## Exercise
Tally the lines in the items below that contain the string "coat", treating uppercase and lowercase as different, and state only the resulting number.

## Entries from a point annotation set
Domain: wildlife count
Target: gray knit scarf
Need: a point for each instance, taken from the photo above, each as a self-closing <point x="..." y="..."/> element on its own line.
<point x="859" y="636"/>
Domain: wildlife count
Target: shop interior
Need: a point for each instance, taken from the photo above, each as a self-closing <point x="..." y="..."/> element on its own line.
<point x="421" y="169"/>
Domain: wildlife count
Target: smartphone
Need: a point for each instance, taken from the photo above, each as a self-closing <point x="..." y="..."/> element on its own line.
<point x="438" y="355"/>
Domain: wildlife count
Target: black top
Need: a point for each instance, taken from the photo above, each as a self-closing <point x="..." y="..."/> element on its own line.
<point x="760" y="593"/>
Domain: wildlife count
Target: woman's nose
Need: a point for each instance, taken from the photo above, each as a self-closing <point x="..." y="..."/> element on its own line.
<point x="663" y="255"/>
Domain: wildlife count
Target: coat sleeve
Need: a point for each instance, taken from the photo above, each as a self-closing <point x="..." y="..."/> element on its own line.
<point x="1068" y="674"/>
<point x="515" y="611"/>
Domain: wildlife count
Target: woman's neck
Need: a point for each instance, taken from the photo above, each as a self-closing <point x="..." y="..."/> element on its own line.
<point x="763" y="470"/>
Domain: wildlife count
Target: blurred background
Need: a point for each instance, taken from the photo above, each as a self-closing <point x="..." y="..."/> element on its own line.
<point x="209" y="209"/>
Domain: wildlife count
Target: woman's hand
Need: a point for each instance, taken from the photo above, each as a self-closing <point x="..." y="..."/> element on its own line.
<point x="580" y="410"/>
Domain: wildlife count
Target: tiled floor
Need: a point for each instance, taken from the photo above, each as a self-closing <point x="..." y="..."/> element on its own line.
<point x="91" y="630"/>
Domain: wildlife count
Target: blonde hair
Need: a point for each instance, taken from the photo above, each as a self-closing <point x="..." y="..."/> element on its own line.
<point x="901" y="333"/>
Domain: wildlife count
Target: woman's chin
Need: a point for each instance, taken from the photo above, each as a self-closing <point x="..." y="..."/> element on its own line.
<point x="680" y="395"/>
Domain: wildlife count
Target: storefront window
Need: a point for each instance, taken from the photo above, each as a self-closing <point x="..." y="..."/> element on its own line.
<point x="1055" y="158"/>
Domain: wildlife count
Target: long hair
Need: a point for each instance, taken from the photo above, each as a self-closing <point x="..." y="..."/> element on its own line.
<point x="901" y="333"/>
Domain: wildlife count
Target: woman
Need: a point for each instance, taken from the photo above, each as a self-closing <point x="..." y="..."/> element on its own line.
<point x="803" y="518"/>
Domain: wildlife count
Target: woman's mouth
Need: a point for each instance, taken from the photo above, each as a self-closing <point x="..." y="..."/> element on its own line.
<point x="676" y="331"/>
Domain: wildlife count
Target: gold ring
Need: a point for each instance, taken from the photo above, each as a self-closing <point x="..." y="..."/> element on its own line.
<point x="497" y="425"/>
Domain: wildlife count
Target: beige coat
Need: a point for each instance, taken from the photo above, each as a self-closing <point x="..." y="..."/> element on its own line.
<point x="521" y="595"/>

...

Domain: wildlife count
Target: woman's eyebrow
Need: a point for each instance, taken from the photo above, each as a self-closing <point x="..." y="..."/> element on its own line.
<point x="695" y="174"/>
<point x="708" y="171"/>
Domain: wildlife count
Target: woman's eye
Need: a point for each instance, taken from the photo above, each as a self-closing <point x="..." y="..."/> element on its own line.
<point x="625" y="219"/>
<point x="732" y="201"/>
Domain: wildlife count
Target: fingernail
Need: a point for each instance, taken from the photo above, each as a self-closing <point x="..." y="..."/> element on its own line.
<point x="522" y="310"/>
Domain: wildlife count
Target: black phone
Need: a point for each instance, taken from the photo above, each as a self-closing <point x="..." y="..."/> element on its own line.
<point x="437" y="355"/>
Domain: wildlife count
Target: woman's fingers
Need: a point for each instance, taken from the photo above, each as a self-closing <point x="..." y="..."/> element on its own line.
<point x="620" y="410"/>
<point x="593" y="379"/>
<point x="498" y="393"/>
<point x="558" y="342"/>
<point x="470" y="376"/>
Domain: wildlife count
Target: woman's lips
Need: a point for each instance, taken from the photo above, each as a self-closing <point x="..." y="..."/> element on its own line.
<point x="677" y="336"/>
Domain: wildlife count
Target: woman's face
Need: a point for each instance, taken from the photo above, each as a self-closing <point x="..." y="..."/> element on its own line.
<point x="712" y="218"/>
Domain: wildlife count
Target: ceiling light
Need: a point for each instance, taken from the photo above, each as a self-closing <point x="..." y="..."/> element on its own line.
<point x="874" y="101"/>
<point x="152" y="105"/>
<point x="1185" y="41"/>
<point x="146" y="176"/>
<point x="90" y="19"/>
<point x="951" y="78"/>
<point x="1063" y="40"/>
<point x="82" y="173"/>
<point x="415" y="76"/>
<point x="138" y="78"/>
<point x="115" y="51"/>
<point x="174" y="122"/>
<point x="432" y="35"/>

## The answer
2